## begin DATASET EXCERPTS
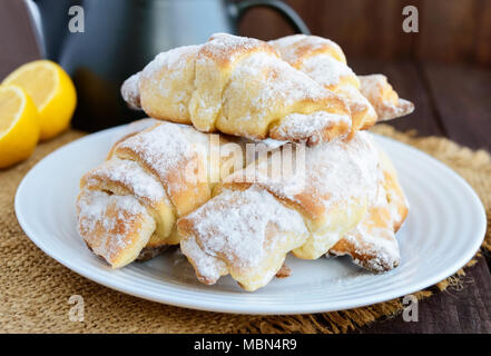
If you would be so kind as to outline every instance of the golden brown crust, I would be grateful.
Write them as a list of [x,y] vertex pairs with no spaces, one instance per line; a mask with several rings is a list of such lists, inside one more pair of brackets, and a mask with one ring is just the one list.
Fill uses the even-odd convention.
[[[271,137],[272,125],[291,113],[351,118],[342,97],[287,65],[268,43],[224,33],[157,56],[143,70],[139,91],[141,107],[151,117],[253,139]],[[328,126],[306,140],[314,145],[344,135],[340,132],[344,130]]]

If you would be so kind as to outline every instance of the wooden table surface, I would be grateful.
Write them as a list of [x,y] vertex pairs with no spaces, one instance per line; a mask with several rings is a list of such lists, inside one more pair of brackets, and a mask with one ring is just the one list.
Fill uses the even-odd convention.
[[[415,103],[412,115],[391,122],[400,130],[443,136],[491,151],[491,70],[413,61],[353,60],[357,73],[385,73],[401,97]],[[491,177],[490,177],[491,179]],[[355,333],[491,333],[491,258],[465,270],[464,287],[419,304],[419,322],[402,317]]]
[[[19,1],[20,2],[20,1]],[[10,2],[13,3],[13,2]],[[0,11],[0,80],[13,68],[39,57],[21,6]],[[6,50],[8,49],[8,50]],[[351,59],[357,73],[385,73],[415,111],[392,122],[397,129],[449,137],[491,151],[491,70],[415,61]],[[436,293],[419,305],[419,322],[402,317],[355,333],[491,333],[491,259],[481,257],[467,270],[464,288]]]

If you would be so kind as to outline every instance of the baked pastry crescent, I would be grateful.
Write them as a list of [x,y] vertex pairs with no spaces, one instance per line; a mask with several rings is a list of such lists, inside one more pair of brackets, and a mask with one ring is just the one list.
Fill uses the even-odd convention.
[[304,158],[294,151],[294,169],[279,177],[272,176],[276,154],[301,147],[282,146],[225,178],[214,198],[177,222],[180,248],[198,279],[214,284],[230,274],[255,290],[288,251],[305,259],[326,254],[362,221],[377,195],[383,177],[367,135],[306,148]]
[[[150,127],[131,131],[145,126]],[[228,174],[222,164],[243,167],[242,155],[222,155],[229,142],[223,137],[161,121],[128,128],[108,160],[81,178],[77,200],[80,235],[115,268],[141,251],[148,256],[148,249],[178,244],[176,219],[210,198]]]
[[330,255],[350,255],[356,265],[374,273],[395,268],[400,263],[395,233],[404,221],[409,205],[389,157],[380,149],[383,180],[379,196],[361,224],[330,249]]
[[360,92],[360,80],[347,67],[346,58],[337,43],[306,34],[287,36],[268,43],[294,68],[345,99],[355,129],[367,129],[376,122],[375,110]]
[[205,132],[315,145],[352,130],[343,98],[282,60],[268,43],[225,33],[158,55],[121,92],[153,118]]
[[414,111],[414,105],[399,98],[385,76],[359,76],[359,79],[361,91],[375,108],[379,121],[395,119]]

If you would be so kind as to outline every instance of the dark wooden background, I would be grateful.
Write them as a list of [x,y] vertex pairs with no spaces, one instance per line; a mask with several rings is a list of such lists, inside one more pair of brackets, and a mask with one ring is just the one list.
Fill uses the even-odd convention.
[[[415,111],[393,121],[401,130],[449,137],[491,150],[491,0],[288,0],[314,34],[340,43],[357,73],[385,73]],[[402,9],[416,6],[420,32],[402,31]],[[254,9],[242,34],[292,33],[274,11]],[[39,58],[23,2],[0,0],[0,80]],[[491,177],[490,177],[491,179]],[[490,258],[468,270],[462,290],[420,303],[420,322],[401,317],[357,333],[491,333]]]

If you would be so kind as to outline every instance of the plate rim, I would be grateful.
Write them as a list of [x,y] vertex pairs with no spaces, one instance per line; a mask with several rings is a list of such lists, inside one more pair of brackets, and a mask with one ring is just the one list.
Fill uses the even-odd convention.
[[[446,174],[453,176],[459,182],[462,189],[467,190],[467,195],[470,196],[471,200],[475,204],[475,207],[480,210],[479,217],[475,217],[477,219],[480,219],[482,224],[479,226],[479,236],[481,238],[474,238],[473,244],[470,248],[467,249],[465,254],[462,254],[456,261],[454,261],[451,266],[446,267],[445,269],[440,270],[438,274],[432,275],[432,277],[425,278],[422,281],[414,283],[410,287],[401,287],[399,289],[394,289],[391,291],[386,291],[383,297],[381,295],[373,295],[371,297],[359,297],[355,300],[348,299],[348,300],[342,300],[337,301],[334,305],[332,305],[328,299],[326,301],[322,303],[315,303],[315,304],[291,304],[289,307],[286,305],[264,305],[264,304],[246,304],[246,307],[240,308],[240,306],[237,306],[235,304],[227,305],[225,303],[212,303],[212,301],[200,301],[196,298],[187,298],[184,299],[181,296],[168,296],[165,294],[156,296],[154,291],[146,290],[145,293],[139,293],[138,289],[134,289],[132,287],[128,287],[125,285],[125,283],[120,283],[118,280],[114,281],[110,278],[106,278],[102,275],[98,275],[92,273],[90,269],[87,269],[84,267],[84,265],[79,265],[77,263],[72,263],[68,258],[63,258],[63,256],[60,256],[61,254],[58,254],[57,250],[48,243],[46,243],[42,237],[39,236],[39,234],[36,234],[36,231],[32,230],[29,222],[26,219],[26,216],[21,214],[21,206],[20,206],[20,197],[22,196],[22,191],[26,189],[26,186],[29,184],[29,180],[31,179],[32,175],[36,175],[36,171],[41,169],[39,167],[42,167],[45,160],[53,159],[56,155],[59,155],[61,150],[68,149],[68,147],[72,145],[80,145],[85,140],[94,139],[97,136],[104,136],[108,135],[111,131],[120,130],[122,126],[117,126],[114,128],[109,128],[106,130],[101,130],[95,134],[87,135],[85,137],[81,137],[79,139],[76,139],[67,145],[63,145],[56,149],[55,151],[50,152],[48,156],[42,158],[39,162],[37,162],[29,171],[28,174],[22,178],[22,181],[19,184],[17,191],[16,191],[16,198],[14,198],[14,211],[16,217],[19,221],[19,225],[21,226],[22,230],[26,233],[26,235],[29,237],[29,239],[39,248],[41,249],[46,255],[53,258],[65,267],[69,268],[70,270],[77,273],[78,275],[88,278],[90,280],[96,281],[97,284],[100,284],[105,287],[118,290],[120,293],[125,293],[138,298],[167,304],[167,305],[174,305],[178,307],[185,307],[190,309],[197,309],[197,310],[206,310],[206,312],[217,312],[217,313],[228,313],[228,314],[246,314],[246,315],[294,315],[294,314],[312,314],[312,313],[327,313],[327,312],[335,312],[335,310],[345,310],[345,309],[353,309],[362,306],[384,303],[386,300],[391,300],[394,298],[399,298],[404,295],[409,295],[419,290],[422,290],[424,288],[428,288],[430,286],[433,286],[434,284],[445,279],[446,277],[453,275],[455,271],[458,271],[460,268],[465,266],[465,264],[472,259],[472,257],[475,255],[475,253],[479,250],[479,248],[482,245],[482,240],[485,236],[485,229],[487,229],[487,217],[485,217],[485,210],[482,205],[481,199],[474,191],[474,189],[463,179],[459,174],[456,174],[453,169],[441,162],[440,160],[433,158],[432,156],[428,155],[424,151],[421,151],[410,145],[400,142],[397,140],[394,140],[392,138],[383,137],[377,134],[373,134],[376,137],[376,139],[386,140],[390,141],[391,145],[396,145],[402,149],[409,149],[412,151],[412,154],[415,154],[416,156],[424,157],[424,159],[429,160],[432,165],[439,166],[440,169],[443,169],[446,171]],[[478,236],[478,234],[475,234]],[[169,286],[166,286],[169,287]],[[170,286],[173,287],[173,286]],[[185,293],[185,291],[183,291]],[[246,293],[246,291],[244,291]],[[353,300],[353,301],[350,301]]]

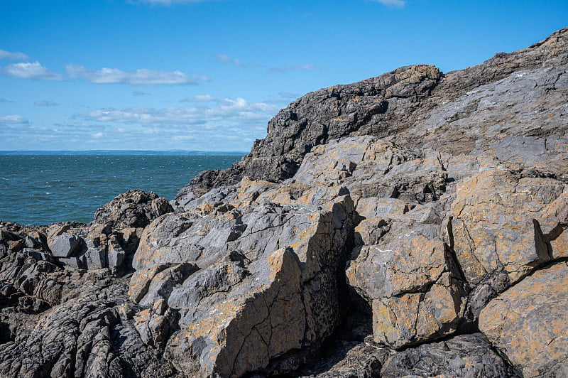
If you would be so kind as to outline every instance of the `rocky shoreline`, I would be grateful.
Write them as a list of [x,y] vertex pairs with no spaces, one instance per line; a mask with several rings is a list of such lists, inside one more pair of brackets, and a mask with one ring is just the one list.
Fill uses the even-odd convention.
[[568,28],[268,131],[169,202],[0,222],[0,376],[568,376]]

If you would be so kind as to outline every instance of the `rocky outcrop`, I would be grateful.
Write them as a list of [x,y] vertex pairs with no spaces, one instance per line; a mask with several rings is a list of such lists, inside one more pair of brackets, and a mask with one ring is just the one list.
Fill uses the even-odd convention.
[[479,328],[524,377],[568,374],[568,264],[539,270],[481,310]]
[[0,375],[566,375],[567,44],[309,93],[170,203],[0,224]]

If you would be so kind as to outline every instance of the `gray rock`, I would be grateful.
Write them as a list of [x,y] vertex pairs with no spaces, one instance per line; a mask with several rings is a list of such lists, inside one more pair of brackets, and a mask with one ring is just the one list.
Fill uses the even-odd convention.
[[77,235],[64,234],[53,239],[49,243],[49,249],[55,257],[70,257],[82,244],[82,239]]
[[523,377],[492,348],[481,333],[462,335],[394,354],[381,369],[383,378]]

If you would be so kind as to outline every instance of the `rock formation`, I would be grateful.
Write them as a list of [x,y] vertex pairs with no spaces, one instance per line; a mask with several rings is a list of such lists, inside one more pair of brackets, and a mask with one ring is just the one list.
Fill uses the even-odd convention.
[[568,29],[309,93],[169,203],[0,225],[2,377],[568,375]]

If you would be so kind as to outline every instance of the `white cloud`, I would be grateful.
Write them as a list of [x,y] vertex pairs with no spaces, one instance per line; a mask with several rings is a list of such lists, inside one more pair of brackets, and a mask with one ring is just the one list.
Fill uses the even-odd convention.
## end DATASET EXCERPTS
Collect every line of the records that contains the word "wooden", treating uppercase and lowercase as different.

If you would be so kind as to outline every instance of the wooden table surface, I would be grateful.
If you would be so kind as to outline every instance of the dark wooden background, I would be grateful.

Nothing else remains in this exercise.